▶ WRITTEN INSTRUCTION: Copy out, exactly as written, only the line containing "Expected: the pointer indicates a point on the sliced" and the lines after it through the end of the records.
::::
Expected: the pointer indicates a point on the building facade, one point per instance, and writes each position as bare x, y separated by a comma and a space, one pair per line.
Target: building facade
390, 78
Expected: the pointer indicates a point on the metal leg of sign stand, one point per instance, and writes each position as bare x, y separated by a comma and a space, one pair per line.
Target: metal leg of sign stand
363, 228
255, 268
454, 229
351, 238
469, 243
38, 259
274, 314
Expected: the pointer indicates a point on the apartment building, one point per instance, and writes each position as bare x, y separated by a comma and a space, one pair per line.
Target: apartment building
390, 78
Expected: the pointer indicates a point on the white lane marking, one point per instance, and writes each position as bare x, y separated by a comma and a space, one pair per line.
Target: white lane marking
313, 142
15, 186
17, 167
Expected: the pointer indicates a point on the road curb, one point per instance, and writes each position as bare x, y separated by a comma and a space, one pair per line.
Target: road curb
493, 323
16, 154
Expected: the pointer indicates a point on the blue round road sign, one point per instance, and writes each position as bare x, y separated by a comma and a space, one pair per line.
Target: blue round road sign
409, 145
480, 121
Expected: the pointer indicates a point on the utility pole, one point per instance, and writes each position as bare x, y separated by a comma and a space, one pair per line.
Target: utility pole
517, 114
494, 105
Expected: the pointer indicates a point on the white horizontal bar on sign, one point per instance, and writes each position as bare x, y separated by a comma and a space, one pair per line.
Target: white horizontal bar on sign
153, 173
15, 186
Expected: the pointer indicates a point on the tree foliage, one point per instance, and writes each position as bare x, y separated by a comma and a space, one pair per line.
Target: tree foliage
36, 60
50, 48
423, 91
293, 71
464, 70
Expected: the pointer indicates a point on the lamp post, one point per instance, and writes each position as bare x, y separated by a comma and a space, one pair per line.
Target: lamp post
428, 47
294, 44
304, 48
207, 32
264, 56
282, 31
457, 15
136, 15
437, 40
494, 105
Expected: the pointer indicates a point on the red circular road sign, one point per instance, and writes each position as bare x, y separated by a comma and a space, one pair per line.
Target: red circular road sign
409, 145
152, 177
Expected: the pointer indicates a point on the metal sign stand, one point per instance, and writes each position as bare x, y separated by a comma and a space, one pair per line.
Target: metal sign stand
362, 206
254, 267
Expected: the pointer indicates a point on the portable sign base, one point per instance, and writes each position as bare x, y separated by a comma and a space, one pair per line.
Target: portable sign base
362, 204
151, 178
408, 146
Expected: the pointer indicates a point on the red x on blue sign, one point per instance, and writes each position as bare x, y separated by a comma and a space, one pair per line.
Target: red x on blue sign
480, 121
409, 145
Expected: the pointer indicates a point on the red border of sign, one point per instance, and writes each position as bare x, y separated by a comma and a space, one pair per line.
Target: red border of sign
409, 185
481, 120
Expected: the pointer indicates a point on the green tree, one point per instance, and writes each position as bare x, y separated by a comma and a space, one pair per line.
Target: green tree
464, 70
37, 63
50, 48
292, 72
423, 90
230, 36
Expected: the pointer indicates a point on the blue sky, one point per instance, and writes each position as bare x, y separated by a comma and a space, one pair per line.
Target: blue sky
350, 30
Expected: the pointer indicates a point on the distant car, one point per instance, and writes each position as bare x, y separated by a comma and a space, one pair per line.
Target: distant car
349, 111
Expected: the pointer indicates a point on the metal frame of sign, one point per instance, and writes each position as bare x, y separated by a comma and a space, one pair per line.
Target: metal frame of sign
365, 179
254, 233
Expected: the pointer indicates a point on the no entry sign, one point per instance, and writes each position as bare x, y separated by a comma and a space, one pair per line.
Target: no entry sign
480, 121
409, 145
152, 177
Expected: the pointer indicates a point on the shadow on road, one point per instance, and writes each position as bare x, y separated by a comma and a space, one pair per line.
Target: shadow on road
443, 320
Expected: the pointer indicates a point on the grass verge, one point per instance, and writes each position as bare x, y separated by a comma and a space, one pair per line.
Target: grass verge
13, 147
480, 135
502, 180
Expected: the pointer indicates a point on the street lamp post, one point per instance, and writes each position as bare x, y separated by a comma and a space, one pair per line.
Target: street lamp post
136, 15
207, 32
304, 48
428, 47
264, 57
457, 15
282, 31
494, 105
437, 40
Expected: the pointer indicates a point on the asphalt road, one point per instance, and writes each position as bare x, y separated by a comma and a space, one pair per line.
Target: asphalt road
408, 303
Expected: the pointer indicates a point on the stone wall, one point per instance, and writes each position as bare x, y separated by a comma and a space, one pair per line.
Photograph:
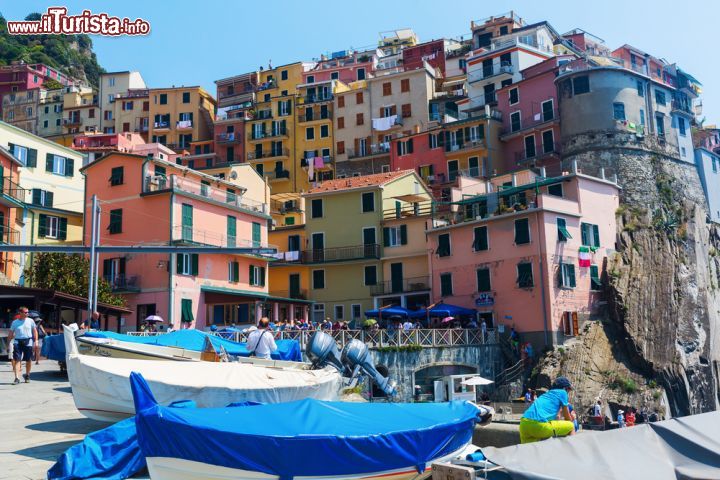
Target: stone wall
403, 364
664, 287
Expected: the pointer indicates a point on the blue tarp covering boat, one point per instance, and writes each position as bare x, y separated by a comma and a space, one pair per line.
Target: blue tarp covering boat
303, 438
195, 340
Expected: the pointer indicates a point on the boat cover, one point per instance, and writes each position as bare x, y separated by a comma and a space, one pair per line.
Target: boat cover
54, 348
684, 447
111, 453
306, 437
195, 340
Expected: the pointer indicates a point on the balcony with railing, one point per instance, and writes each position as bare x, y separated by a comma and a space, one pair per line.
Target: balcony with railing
219, 195
402, 285
541, 152
314, 114
9, 236
484, 73
12, 193
529, 123
276, 132
273, 153
123, 283
230, 137
374, 149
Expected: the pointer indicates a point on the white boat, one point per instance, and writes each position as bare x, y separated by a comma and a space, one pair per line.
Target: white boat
101, 386
307, 439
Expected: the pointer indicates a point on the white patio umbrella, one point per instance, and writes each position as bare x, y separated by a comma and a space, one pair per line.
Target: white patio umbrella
477, 381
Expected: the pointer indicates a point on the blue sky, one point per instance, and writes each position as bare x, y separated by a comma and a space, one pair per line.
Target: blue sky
195, 43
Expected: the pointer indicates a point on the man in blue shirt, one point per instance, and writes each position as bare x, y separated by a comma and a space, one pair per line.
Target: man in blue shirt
539, 422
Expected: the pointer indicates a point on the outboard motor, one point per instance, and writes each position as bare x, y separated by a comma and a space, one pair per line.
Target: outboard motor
322, 350
357, 355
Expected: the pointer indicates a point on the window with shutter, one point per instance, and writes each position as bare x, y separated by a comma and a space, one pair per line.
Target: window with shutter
368, 202
480, 242
522, 231
483, 279
446, 284
525, 277
443, 249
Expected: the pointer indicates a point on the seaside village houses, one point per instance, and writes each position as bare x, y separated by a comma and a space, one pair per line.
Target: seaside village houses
410, 174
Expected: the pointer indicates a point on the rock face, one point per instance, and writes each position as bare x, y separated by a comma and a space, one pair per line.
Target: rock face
663, 282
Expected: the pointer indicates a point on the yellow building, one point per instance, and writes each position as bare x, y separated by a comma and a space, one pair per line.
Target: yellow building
340, 250
315, 140
179, 116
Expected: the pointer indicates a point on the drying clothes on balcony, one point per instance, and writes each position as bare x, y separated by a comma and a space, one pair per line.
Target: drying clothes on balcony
384, 123
584, 257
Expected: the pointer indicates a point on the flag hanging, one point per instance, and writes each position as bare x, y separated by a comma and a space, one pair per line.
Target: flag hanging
584, 257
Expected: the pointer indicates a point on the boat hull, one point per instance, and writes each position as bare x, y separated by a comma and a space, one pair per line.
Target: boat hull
164, 468
101, 386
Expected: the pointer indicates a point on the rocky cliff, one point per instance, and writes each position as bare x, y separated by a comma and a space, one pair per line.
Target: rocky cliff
663, 282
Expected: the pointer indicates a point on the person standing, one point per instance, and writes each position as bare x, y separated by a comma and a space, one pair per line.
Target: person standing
539, 422
261, 342
23, 334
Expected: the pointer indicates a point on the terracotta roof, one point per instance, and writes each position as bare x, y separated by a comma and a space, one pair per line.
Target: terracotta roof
376, 179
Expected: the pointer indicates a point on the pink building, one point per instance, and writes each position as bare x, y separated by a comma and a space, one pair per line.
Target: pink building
21, 76
98, 144
526, 251
344, 66
146, 201
531, 124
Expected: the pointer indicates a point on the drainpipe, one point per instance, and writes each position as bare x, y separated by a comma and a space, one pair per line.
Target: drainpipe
542, 277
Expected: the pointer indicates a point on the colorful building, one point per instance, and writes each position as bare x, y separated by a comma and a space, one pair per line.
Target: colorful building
12, 198
112, 86
525, 251
180, 116
81, 110
53, 192
340, 253
531, 123
186, 207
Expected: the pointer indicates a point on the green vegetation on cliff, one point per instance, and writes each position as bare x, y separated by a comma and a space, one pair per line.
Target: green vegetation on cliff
71, 54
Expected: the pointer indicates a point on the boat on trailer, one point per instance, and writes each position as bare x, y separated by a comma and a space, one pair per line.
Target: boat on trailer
305, 439
101, 387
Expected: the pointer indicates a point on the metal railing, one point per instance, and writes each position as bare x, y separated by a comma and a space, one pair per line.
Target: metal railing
282, 152
123, 283
488, 72
12, 189
404, 285
374, 149
9, 235
155, 183
530, 122
425, 337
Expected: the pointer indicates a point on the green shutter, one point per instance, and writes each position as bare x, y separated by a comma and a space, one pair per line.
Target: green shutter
522, 231
42, 225
32, 157
195, 261
257, 236
232, 230
483, 279
596, 236
62, 228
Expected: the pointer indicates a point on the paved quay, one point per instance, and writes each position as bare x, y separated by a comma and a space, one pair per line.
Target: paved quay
39, 421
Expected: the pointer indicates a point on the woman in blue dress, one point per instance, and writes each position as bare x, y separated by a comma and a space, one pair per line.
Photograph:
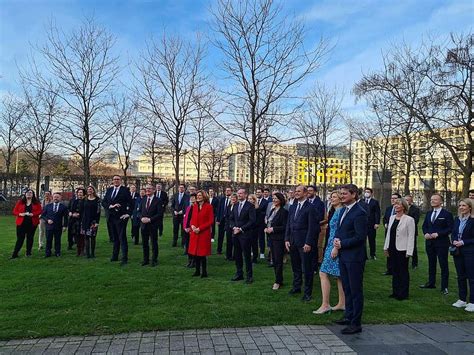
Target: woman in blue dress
330, 264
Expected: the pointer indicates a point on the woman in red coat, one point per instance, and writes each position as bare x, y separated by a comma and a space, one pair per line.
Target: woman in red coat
202, 218
27, 212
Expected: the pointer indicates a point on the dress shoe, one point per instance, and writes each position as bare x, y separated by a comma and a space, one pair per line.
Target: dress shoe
343, 321
294, 291
427, 285
352, 329
306, 298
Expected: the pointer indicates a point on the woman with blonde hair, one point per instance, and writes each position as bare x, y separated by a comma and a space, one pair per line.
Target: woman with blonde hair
399, 246
462, 250
330, 264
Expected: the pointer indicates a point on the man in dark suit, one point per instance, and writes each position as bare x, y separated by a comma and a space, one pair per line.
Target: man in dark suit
151, 210
300, 241
179, 202
372, 207
55, 216
414, 212
118, 201
437, 227
244, 220
261, 225
214, 201
221, 218
389, 211
163, 197
349, 244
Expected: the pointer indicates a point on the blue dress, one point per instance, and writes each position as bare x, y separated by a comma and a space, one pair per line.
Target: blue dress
330, 266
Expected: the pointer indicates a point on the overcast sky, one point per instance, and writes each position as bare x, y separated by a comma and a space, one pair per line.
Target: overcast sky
361, 29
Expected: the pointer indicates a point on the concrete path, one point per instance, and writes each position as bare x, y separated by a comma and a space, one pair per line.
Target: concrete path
432, 338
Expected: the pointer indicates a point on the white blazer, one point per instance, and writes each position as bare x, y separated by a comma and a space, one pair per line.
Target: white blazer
405, 238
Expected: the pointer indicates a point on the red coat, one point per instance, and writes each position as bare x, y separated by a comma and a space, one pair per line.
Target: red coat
200, 244
20, 208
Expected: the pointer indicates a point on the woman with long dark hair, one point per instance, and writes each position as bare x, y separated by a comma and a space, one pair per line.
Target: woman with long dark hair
90, 220
27, 211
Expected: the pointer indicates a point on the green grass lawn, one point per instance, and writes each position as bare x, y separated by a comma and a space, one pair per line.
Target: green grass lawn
69, 295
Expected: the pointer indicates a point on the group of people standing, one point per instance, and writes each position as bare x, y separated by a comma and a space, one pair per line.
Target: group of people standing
268, 226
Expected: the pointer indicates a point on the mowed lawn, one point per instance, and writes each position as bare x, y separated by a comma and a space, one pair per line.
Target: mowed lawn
70, 295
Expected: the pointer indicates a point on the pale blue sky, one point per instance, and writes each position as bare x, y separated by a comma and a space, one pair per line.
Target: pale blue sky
361, 29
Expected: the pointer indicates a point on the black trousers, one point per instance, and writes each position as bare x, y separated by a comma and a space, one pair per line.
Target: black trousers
414, 259
371, 233
401, 275
229, 247
220, 236
150, 234
177, 227
136, 233
464, 263
243, 245
24, 231
439, 253
352, 277
302, 264
119, 234
277, 248
56, 235
160, 226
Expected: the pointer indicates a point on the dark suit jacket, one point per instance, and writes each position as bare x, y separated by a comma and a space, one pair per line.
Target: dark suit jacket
246, 220
373, 211
443, 225
60, 218
164, 199
414, 212
279, 224
123, 197
304, 229
467, 234
353, 234
179, 207
154, 212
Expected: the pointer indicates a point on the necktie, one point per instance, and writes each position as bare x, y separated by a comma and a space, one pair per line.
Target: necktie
297, 209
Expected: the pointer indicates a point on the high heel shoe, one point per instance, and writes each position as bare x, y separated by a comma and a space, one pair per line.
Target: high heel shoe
324, 311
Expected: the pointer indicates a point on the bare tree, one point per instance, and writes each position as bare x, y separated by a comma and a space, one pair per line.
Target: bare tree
85, 70
40, 126
264, 60
12, 112
170, 80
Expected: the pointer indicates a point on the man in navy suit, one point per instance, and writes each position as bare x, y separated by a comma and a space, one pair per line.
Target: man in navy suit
244, 218
437, 227
118, 202
349, 244
214, 201
220, 218
261, 225
372, 208
389, 211
300, 241
151, 210
179, 202
163, 197
55, 216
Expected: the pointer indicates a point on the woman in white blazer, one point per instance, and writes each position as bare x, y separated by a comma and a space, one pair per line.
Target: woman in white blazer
399, 245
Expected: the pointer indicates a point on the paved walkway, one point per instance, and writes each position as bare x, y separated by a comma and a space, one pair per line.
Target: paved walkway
432, 338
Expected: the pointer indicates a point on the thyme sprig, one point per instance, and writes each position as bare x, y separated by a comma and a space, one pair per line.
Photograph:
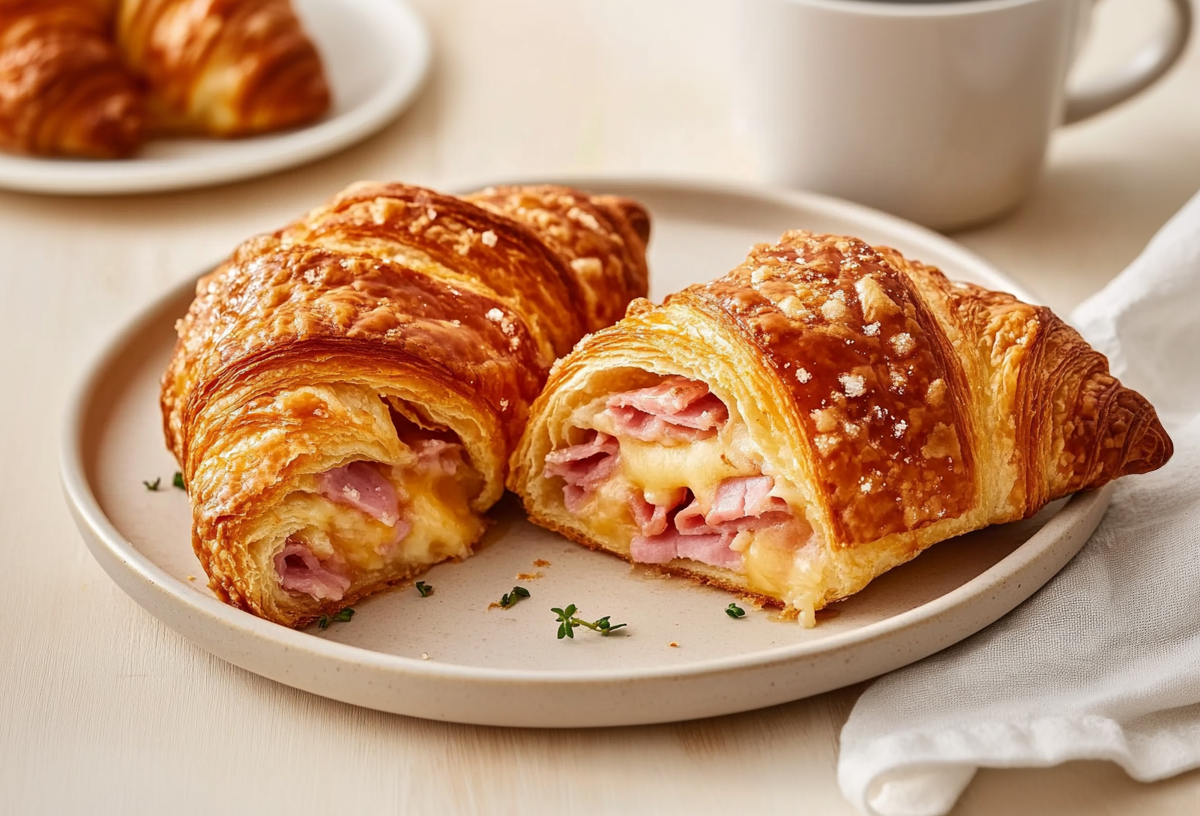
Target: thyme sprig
568, 622
341, 617
510, 599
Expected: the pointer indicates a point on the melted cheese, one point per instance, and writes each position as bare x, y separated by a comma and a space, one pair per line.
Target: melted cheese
436, 504
784, 562
660, 472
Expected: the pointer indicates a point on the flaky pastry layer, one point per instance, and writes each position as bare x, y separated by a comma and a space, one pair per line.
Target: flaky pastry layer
886, 407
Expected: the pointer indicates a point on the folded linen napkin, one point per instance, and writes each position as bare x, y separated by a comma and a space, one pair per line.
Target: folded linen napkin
1104, 660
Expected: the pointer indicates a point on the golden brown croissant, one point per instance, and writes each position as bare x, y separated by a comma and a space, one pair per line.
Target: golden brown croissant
346, 393
223, 67
63, 87
819, 415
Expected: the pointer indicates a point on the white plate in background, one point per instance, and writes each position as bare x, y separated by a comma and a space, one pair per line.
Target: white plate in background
507, 667
376, 55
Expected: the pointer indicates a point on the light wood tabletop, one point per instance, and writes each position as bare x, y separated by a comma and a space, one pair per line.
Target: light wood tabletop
103, 709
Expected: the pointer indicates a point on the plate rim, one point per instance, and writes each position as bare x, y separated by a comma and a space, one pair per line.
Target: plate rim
292, 148
113, 549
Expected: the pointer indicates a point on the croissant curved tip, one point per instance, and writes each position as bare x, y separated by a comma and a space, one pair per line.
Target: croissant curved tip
1150, 447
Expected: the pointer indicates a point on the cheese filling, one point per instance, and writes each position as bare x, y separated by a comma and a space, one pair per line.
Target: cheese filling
413, 514
700, 498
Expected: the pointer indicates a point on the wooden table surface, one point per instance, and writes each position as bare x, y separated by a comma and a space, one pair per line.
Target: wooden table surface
103, 709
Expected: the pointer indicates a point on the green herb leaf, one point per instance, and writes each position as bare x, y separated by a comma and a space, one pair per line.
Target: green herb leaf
340, 617
568, 622
510, 599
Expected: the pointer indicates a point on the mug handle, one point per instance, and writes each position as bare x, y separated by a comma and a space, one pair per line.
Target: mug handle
1141, 71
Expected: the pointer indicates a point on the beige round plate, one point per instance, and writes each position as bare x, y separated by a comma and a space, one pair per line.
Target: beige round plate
376, 55
448, 657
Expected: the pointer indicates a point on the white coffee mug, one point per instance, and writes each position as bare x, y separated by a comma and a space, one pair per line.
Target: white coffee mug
937, 112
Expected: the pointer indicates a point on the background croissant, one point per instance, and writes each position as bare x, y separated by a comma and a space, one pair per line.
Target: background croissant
819, 415
346, 393
223, 67
63, 87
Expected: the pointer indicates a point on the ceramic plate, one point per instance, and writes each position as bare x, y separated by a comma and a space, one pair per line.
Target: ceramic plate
376, 54
449, 657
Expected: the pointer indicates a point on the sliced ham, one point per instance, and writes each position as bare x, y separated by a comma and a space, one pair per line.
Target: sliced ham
438, 455
713, 549
747, 503
360, 485
300, 570
677, 408
653, 519
583, 467
743, 503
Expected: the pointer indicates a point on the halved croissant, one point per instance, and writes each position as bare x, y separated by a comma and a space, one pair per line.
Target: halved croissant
346, 393
819, 415
223, 67
64, 89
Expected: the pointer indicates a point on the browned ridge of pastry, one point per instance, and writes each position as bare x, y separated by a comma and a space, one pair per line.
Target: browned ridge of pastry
223, 67
346, 393
819, 415
63, 87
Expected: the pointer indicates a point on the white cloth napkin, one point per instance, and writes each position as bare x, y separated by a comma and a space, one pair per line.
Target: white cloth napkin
1104, 661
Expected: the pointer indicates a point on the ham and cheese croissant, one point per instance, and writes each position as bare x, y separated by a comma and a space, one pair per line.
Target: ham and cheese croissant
64, 90
223, 67
819, 415
346, 393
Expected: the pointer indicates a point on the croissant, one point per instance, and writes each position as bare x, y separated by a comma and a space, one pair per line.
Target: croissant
821, 414
346, 393
63, 87
223, 67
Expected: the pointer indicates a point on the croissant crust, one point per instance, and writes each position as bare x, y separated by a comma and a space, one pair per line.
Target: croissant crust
899, 407
390, 310
64, 89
::::
▶ FINAL RESULT:
Expected: the pointer indicates a point on the sliced ham, one point per instance, and writes each position as bare x, y separated by a comma and a space, one pair per line.
Target: sliced ham
438, 455
713, 549
747, 503
360, 485
300, 570
677, 408
653, 519
583, 467
743, 503
Expected: the pointer indicates a point on the halved croissant, one point per instance, and writes each position as bare x, y separated by a comma and a space, one pair per line.
Target: halved croissant
346, 393
819, 415
223, 67
64, 89
Expected: the pointer indicates a point on the browned ridge of pastry, one point per instance, and writes each position as bare x, y separated by a comma and a space, one pair per line.
Target: browned ridge of pastry
223, 67
346, 393
819, 415
63, 87
Expected: the pointer indicates a point on the white cloth napkin, one point per instance, and writes each position as bare x, y separated by a comma and a space, one pair per line.
Target: white cloth napkin
1104, 661
Expected: the pointer indicates a point on the ham and cheese croissant, one point per instance, and writes each position as bare x, y separated by a comma and a space, one pair per line.
Target: ham and cheese croissant
64, 90
223, 67
819, 415
346, 393
Expected: the pointer indicates a point on the croissant, one point per instance, and writes each position as bare x, y separated by a comma and a space, one pair per line.
Target: croissant
821, 414
346, 393
63, 87
223, 67
Expected: the pointer indicates a point on the croissant crust, one point per instance, and writes each position as bare x, y separated by a comma and a space, one pair per line.
Target: croissant crust
899, 407
390, 310
64, 89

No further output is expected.